* _Exercise objective_: Copy out every one of the records below, substituting "JSON list" for each "JSON array" and changing nothing else.

* _Provided material_:
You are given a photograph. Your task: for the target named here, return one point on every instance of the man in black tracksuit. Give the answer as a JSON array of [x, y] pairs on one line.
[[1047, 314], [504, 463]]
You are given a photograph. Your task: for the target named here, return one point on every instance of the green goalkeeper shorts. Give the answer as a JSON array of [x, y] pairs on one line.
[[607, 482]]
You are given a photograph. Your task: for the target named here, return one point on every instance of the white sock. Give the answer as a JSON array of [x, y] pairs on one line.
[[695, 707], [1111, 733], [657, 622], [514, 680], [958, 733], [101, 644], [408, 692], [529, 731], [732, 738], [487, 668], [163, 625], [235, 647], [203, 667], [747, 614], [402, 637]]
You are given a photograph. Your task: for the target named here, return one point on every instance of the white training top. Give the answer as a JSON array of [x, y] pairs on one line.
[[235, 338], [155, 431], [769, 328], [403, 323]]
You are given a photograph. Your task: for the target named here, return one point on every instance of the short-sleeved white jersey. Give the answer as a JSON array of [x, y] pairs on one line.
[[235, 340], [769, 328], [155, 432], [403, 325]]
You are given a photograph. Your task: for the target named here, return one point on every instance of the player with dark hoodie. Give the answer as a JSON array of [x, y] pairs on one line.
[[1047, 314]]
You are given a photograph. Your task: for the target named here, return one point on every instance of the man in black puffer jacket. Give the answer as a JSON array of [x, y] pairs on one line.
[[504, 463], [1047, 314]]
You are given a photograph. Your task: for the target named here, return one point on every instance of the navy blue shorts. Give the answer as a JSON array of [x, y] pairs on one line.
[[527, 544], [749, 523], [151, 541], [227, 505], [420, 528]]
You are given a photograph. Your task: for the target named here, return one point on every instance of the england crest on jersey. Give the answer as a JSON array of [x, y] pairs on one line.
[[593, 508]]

* _Task solution_:
You are given a photograph. Your task: for the target named here, return one point on every instance of the man in black tracksuit. Give the answer as a JSON list of [x, y] pairs on one line.
[[1047, 314], [504, 463]]
You are given a photograph. Your task: for the target named here, return one point on every instance of the green goalkeeper shorts. Give the answer as a JSON list of [x, y] pairs on one line.
[[607, 482]]
You are given a photograph. Your task: for the target named here, return one point on every instance of the white sock. Give the answer as a JSON list of [x, y] pairs on one line.
[[695, 707], [1111, 733], [657, 622], [514, 680], [958, 733], [101, 644], [408, 692], [529, 731], [732, 738], [487, 668], [163, 625], [235, 647], [203, 667], [747, 614], [402, 637]]
You are given a photograph. Your task: for the target named here, return one point on every instance of the white training top. Give the answer as a JSON list of [x, y] pairs on one line.
[[235, 338], [155, 431], [769, 328], [403, 323]]
You are given a photograph. Your task: for the target named here, return one point on every instance of the short-sleeved white jersey. Give the answer as a JSON list of [x, y] pairs on one line.
[[235, 340], [769, 328], [155, 432], [403, 325]]
You are given a photograph. Your task: for the target named here, return one point on every instance of the player with dark hoodie. Give the answer as a JSON list of [x, y] pairs on one line.
[[1047, 314]]
You are given a photograph. Your task: for the target named here, return one point on every instance of the man in black puffer jacket. Give the answer as a JSON list of [x, y] pairs on one line.
[[504, 463], [1047, 314]]
You are given a photograph. Your task: for the target named here, return one point on every instance of the navy blue shorts. Give the answer as a JSON list of [x, y] pairs on one line.
[[527, 544], [749, 523], [151, 541], [227, 505], [420, 528]]
You are given a photograph. Your task: for the target named here, return one point on every instance of the england crest on jersey. Give the answer as a JSON list of [x, y] pairs on one line.
[[593, 508]]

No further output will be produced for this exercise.